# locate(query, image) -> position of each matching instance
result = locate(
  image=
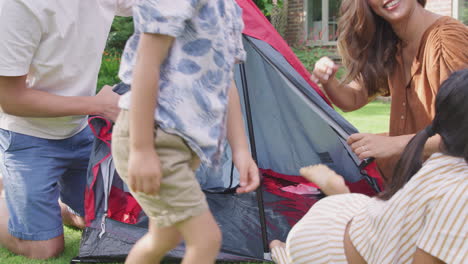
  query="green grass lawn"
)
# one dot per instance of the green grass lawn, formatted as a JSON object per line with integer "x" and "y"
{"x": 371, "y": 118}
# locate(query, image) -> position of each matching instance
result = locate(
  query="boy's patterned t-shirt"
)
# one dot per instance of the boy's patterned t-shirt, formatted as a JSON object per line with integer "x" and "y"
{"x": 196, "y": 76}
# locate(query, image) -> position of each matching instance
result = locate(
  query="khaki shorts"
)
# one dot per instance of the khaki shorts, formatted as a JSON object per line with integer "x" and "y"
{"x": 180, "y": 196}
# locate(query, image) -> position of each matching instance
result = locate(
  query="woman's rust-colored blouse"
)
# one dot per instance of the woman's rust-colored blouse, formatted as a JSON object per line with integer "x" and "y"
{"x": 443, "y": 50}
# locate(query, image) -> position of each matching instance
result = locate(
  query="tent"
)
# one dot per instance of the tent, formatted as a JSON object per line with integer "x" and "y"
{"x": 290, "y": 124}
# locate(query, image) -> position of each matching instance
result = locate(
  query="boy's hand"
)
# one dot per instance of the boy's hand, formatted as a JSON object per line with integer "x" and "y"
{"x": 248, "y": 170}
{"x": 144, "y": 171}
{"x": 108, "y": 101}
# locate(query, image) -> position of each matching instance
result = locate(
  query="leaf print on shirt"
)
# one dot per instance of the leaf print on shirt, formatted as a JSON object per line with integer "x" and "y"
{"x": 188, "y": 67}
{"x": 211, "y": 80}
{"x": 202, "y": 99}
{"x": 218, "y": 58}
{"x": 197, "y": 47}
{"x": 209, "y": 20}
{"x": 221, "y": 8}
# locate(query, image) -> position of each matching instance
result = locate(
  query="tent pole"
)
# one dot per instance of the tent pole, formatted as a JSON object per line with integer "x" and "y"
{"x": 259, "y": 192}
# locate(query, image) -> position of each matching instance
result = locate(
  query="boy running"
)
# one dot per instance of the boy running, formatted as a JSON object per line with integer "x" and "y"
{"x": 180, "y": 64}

_What needs to be done_:
Without including any pictures, print each record exactly.

_Solution to the exercise_:
# locate(query, image) -> position of each matching instance
result = locate(
  image=
  query="green grass lawn"
)
# one dot per instance of the green grass lawn, formatted as a JSON object per line with integer "x" and "y"
{"x": 371, "y": 118}
# locate(query, image) -> position of each matching instance
result = locate(
  query="boy's patterned t-shirt"
)
# one dot per instance of the boy's patterned t-shirt, formatted as a JSON object per line with integer "x" and "y"
{"x": 196, "y": 76}
# locate(query, image) -> position of each matching instance
result = locate(
  query="khaki shorts"
)
# one dot per instance of the khaki shorts, formatted as a JSON object per line with integer "x" and "y"
{"x": 180, "y": 196}
# locate(query, image) -> position of each matching instance
result = locate(
  query="woman's rust-colored blouse"
)
# one dot per instance of the woman's rust-colored blouse, formatted as a JSON object per line with integer "x" and "y"
{"x": 443, "y": 50}
# locate(query, image) -> position of each matching instance
result = locate(
  query="tent"
)
# one dot per instance of the tent, formatted as a JSON object per line with integer "x" and "y"
{"x": 290, "y": 124}
# locate(query, image) -> position of each matching instance
result = locate(
  query="boy's hand"
)
# one dot per instance of the boy's hand, formatted as a JSON object per line with integer "x" and "y"
{"x": 248, "y": 170}
{"x": 144, "y": 171}
{"x": 108, "y": 101}
# locate(query, image) -> position of each matching instance
result = locate(
  query="leaf print on shirt"
)
# one dot per instance of the leaf print on shirt, formatted as a JSON object per line with integer "x" and "y"
{"x": 188, "y": 67}
{"x": 211, "y": 80}
{"x": 202, "y": 99}
{"x": 218, "y": 58}
{"x": 197, "y": 47}
{"x": 209, "y": 20}
{"x": 221, "y": 8}
# locate(query, image) -> position of each matching instance
result = locate(
  query="tent pole"
)
# one dot per instance of the tent pole, formatted as a JSON object per line with integer "x" and "y"
{"x": 259, "y": 192}
# locate(query, image) -> position of each matching instance
result = locate(
  query="boy running"
)
# one dot per instance of the boy running, formatted as a JSON object per line with integer "x" and "y"
{"x": 180, "y": 64}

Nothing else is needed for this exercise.